STATED TASK:
Reproduce every entry below precisely. Pictures are excluded from the copy.
================
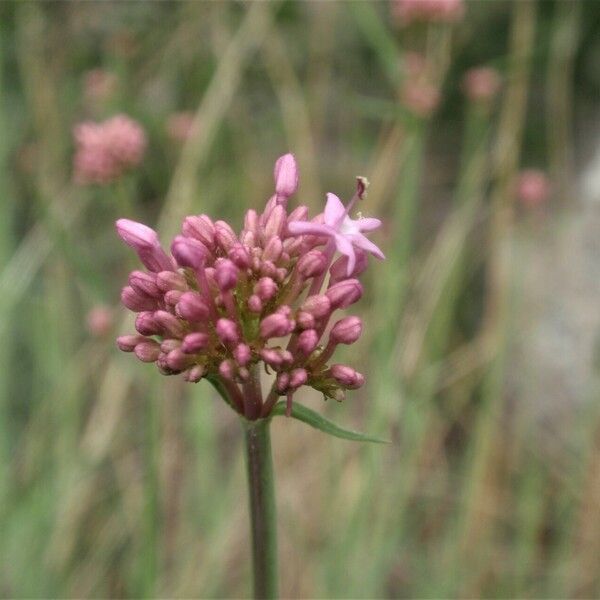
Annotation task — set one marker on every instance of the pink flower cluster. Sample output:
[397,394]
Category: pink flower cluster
[104,151]
[428,11]
[222,304]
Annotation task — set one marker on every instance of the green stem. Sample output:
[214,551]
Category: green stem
[263,513]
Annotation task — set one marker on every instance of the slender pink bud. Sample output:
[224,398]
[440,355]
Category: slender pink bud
[192,307]
[282,382]
[251,222]
[318,306]
[265,289]
[312,264]
[227,369]
[298,377]
[242,354]
[286,176]
[169,345]
[201,228]
[177,360]
[144,241]
[307,341]
[347,376]
[194,342]
[170,324]
[339,269]
[346,330]
[146,324]
[275,325]
[145,283]
[172,297]
[136,301]
[189,252]
[147,351]
[195,374]
[255,304]
[228,332]
[127,343]
[239,256]
[305,320]
[171,280]
[275,221]
[225,236]
[273,249]
[226,274]
[344,293]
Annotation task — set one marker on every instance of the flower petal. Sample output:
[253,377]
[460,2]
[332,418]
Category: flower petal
[368,224]
[334,211]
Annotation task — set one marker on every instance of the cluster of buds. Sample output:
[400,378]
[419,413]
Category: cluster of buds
[427,11]
[105,151]
[222,305]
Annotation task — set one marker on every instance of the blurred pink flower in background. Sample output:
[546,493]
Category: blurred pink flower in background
[99,85]
[179,125]
[481,84]
[418,94]
[438,11]
[99,320]
[104,151]
[533,187]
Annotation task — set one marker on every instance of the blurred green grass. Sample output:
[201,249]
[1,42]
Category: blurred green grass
[117,482]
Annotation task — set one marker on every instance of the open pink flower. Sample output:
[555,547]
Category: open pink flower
[345,232]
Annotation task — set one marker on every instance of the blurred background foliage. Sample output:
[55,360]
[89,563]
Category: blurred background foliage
[118,482]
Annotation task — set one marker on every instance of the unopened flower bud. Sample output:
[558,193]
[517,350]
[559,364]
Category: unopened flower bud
[195,342]
[346,330]
[170,324]
[273,249]
[274,224]
[255,304]
[239,256]
[242,354]
[127,343]
[344,293]
[312,264]
[189,252]
[275,325]
[286,176]
[147,351]
[171,280]
[144,241]
[145,283]
[136,301]
[146,324]
[195,374]
[318,306]
[307,341]
[201,228]
[347,376]
[225,236]
[192,307]
[228,332]
[265,288]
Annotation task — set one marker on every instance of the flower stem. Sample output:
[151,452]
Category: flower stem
[263,514]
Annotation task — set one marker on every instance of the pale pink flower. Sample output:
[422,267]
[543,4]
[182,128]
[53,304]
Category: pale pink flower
[481,84]
[193,309]
[533,187]
[434,11]
[105,151]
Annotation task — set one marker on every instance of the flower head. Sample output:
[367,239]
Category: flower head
[104,151]
[225,303]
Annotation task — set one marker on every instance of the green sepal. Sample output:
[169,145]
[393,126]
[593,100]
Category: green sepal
[314,419]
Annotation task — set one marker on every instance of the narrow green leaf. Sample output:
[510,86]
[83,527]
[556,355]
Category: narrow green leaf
[314,419]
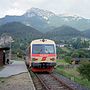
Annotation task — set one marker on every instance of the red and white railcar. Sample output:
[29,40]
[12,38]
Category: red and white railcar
[42,55]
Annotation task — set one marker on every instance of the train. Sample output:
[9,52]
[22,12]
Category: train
[41,55]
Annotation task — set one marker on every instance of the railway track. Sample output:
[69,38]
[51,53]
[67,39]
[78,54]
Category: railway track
[43,81]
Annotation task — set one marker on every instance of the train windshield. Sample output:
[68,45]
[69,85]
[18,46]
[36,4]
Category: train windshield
[43,49]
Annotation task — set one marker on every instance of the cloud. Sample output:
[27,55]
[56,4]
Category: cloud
[18,7]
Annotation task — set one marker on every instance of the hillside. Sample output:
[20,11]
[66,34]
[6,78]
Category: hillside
[63,32]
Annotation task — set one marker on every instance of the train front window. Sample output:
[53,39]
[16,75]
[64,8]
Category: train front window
[43,49]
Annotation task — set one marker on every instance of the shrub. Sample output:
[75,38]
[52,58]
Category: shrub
[68,59]
[84,69]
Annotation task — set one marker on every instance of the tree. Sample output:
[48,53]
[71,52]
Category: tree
[84,69]
[68,59]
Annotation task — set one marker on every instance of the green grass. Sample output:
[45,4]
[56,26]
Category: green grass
[72,74]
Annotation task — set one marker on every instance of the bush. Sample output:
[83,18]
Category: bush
[84,70]
[68,59]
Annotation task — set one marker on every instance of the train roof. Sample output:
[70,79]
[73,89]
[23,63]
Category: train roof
[42,41]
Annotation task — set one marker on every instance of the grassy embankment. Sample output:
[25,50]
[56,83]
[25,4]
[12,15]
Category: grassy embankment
[71,72]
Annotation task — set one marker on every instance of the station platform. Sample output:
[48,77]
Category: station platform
[17,71]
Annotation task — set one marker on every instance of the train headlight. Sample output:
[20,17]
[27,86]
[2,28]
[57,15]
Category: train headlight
[34,59]
[52,59]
================
SOLUTION:
Annotation task — set one marker on every instance of the pink flower cluster. Sample output:
[397,394]
Category: pink flower cluster
[104,151]
[428,11]
[222,304]
Annotation task — set one marker on every instance of the green stem. Sample output:
[214,551]
Category: green stem
[263,513]
Annotation task — set one marker on every instance of the slender pink bud. Sample output:
[224,398]
[440,355]
Category: slender pink bud
[192,307]
[282,382]
[251,222]
[318,306]
[265,289]
[312,264]
[227,369]
[298,377]
[242,354]
[286,176]
[169,345]
[201,228]
[177,360]
[144,241]
[307,341]
[347,376]
[194,342]
[170,324]
[339,269]
[346,330]
[146,324]
[275,325]
[145,283]
[172,297]
[136,301]
[189,252]
[147,351]
[195,374]
[255,304]
[228,332]
[127,343]
[239,256]
[305,320]
[171,280]
[275,221]
[225,236]
[273,249]
[226,274]
[344,293]
Annotation task — set one marker on every instance of the flower petal. Sample output:
[253,377]
[460,2]
[332,418]
Category: flower petal
[368,224]
[334,211]
Annotation task — set one marker on every instance of the cluster of buds. Sample output:
[400,378]
[419,413]
Category: cluster of buds
[427,11]
[105,151]
[222,305]
Annotation task — set one marker on every instance of the blurred pink flower in background. Sample output:
[546,493]
Category: blurred pink flower in background
[99,85]
[179,125]
[481,84]
[418,94]
[438,11]
[99,320]
[104,151]
[533,187]
Annotation task — set one marker on every instance of the blurred green grass. Sample output:
[201,249]
[1,42]
Category: blurred green grass
[117,482]
Annotation task — set one marker on every instance of the open pink flower. Sample output:
[555,547]
Category: open pink flower
[345,232]
Annotation task — set one marker on every instance of the blurred background foliage. Sample output:
[55,360]
[89,563]
Category: blurred background foliage
[118,482]
Annotation task — set one marker on every instance of the unopened flower bud. Sample output:
[558,193]
[517,350]
[559,364]
Category: unopened flower bud
[195,342]
[346,330]
[170,324]
[273,249]
[274,224]
[255,304]
[239,256]
[242,354]
[127,343]
[344,293]
[312,264]
[189,252]
[275,325]
[286,176]
[147,351]
[171,280]
[144,241]
[145,283]
[136,301]
[146,324]
[195,374]
[318,306]
[307,341]
[201,228]
[347,376]
[225,236]
[192,307]
[228,332]
[265,288]
Annotation task — set one marker on every instance of the flower stem. Sample output:
[151,452]
Category: flower stem
[263,514]
Annotation task — set one marker on every instance of the pale pink flower. Sample output:
[422,267]
[543,4]
[182,128]
[53,304]
Category: pale pink flower
[481,84]
[193,309]
[533,187]
[434,11]
[105,151]
Annotation task — set one marker on every instance of the flower head. Sample output:
[367,239]
Category: flower head
[104,151]
[225,303]
Annotation task — set one marker on every instance of the green sepal. Sample output:
[169,145]
[393,126]
[593,100]
Category: green sepal
[314,419]
Annotation task — set one marker on every instance of the narrow green leaf. Sample output:
[510,86]
[83,527]
[556,355]
Category: narrow green leaf
[314,419]
Annotation task — set one marker on every instance of the red and white railcar. Sample output:
[29,40]
[12,38]
Category: red and white railcar
[42,55]
Annotation task — set one marker on every instance of the train. Sample output:
[9,52]
[22,12]
Category: train
[41,55]
Annotation task — set one marker on every instance of the railway track. Sample output:
[69,38]
[51,53]
[67,39]
[78,54]
Category: railway track
[43,81]
Annotation task — set one marker on every instance of the train windshield. Sample output:
[68,45]
[69,85]
[18,46]
[36,4]
Category: train windshield
[43,49]
Annotation task — set one marker on every instance of the cloud. Sample output:
[27,55]
[56,4]
Category: cloud
[18,7]
Annotation task — set one marker on every instance of the hillside. Sample output:
[20,11]
[66,34]
[6,78]
Category: hillside
[63,32]
Annotation task — set one marker on every instance of the train front window. Sample output:
[53,39]
[16,75]
[64,8]
Category: train front window
[43,49]
Annotation task — set one marker on every instance of the shrub. Sample output:
[75,38]
[52,58]
Category: shrub
[68,59]
[84,69]
Annotation task — set one marker on every instance of the tree. Sample output:
[48,53]
[71,52]
Category: tree
[84,69]
[68,59]
Annotation task — set one marker on every instance of the green grass. Sample output:
[45,4]
[56,26]
Category: green grass
[72,74]
Annotation task — set one marker on every instance of the bush. Sample output:
[83,18]
Category: bush
[84,70]
[68,59]
Annotation task — set one marker on every instance of the train roof. Sample output:
[70,79]
[73,89]
[23,63]
Category: train roof
[42,41]
Annotation task — set one marker on every instance of the grassy embankment. Sample output:
[25,50]
[56,83]
[25,4]
[12,15]
Category: grassy embankment
[71,72]
Annotation task — set one marker on every instance of the station platform. Sample output:
[48,77]
Category: station platform
[17,71]
Annotation task — set one marker on every instance of the train headlight. Sample output:
[20,17]
[27,86]
[2,28]
[57,15]
Category: train headlight
[34,59]
[52,59]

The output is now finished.